**What this task involves**
Starting at the line below that contains "Definition for annotators: for every instance of the stone" and ending with the last line, lay out those lines as a numbered list, leaving out any blank lines.
───── Available records ─────
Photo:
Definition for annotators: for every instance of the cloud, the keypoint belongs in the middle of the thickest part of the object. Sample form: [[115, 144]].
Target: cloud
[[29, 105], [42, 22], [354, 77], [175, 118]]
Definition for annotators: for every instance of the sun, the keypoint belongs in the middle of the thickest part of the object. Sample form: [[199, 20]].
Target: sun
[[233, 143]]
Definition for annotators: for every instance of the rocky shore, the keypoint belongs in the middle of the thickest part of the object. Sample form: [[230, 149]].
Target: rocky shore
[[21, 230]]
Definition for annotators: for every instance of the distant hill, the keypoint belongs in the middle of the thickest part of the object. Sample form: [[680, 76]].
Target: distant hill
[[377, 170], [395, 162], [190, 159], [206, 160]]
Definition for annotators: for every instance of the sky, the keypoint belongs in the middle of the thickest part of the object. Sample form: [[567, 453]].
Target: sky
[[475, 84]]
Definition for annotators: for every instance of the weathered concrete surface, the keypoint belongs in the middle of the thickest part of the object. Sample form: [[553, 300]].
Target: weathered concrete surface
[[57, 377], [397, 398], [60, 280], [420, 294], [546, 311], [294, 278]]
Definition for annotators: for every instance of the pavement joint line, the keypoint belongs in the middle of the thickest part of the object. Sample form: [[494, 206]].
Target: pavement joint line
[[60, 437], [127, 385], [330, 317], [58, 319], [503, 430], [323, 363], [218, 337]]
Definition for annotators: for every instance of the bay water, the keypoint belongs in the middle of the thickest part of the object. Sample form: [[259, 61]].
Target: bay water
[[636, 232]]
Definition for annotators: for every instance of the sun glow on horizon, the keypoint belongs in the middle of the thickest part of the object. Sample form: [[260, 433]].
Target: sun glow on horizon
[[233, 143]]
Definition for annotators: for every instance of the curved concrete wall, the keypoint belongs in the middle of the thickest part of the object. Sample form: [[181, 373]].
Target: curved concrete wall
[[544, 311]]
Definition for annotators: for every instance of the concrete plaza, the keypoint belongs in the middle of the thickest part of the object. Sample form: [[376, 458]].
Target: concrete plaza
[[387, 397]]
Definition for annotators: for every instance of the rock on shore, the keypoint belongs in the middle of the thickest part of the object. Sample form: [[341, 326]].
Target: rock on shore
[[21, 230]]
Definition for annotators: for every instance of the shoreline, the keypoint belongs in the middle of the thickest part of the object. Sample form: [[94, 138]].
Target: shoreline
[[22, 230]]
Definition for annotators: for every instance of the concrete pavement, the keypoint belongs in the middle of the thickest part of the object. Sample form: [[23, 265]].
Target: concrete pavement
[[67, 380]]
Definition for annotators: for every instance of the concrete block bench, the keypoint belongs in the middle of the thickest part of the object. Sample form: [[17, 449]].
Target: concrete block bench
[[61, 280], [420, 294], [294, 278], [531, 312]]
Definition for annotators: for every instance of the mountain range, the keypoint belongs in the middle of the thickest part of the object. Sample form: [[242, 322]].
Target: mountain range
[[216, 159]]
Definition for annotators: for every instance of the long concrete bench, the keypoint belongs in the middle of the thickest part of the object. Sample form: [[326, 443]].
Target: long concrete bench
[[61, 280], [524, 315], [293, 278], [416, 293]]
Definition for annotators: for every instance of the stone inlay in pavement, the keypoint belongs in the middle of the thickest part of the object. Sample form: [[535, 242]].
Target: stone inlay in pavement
─────
**Solution for this problem**
1. Definition for annotators: for every instance of the stone inlay in pavement, the keypoint belongs in the middle of the thickest part of the object. Sample form: [[535, 242]].
2. Target: stone inlay in pavement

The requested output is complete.